Reproduce the following lines without any change.

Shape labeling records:
## Start

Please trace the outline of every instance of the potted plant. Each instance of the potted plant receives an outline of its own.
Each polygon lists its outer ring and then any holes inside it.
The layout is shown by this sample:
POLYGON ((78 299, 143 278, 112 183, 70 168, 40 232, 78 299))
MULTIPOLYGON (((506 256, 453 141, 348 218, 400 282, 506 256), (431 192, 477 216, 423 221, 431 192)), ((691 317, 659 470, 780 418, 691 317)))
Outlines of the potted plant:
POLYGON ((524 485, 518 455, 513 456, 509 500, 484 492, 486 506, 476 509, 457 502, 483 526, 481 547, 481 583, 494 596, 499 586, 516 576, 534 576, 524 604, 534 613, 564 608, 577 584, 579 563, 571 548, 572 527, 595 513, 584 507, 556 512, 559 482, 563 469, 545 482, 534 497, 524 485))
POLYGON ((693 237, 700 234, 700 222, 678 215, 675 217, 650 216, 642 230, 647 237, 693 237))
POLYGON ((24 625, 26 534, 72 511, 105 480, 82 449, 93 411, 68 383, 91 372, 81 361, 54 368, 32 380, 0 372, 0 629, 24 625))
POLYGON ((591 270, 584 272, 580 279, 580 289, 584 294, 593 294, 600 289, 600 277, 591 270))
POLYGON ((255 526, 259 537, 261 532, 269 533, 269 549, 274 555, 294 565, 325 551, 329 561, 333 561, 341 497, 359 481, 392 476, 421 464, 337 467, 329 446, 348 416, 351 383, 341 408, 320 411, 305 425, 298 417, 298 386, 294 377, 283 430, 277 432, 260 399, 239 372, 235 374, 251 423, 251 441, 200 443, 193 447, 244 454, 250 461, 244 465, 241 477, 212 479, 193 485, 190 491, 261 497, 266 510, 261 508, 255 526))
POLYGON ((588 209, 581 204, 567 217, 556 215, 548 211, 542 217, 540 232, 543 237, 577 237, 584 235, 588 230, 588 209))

## End

## Answer
Please trace the outline of every instance of the potted plant. Each instance of the potted plant receives an outline of its own.
Each polygon lists its outer ring and then any holes inside it.
The layout is shown by this sample:
POLYGON ((78 299, 143 278, 112 183, 70 168, 40 232, 78 299))
MULTIPOLYGON (((506 256, 453 141, 348 218, 400 282, 506 256), (431 192, 477 216, 423 221, 431 192)), ((691 317, 659 470, 780 418, 691 317)))
Outlines of the potted plant:
POLYGON ((524 485, 518 455, 513 456, 509 500, 484 492, 486 506, 476 509, 457 502, 483 526, 481 547, 481 583, 494 596, 499 586, 516 576, 534 576, 524 604, 534 613, 564 608, 577 584, 579 563, 571 548, 572 527, 595 513, 584 507, 556 512, 559 482, 563 469, 545 482, 534 497, 524 485))
POLYGON ((693 237, 700 234, 700 222, 678 215, 675 217, 650 216, 642 230, 647 237, 693 237))
POLYGON ((24 625, 26 534, 72 511, 105 480, 82 449, 93 411, 68 383, 91 372, 81 361, 54 368, 32 380, 0 372, 0 629, 24 625))
POLYGON ((591 270, 584 272, 580 279, 580 289, 584 294, 593 294, 600 289, 600 277, 591 270))
POLYGON ((255 526, 259 537, 261 532, 269 533, 269 549, 274 555, 294 565, 325 551, 329 561, 333 561, 341 497, 359 481, 392 476, 421 464, 337 467, 329 446, 348 416, 351 383, 341 408, 320 411, 305 425, 298 417, 298 386, 294 377, 283 430, 277 432, 260 399, 239 372, 235 374, 251 423, 251 441, 200 443, 193 447, 244 454, 250 461, 244 465, 241 477, 212 479, 193 485, 190 491, 261 497, 266 510, 261 508, 255 526))
POLYGON ((588 209, 581 204, 567 217, 556 215, 548 211, 542 217, 540 232, 543 237, 577 237, 584 235, 588 230, 588 209))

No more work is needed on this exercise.